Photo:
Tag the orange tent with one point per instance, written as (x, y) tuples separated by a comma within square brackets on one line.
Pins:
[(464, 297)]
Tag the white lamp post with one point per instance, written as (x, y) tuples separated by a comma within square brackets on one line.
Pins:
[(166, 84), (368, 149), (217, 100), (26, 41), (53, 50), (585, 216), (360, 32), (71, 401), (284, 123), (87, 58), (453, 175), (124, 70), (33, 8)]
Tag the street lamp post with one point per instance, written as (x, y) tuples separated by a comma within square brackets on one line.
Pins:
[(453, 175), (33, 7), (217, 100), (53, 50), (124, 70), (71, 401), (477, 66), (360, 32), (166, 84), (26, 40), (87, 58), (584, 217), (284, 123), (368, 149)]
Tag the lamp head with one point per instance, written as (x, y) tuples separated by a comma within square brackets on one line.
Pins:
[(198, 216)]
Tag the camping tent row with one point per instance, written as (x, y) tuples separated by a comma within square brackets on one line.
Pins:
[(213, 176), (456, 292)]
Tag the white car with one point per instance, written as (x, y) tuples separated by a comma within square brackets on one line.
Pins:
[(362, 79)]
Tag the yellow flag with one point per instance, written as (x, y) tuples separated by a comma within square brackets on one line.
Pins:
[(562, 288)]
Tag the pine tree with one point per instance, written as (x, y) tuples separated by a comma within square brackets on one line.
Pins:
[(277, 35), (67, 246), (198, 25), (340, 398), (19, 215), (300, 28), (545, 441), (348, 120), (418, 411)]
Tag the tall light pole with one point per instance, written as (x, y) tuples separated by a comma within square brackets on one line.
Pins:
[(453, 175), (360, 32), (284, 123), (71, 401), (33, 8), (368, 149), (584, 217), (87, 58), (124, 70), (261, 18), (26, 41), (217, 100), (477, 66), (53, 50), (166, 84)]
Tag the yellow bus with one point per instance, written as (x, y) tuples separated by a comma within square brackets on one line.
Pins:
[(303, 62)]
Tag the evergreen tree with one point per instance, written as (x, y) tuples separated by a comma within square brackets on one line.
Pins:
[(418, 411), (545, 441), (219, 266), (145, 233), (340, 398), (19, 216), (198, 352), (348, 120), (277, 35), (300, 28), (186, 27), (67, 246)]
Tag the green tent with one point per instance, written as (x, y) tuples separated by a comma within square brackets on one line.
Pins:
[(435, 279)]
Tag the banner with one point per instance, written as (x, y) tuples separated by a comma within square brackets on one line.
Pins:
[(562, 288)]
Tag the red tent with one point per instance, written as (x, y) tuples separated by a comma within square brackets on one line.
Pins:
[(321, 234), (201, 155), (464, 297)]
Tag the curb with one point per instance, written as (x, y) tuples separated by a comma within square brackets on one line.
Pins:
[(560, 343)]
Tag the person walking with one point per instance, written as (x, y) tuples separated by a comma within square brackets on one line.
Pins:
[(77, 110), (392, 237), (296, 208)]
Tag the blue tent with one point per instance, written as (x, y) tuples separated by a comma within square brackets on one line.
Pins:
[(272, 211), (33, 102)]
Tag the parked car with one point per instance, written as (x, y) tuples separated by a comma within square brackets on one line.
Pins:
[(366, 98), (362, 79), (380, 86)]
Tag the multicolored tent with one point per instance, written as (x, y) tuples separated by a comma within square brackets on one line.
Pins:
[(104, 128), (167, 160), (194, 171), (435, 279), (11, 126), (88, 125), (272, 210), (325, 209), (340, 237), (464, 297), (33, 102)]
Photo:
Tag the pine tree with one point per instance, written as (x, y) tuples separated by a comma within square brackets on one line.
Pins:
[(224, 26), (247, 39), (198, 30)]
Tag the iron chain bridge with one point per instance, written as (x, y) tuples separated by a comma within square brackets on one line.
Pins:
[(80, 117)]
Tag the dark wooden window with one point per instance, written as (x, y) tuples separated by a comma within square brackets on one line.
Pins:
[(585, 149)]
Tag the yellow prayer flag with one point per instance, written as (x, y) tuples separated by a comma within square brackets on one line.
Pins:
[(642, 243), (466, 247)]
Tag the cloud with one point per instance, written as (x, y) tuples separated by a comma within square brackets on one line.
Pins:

----

Work to complete ::
Count the lines in the listing where the string "tent" appears, and give only the count.

Solution to this task ::
6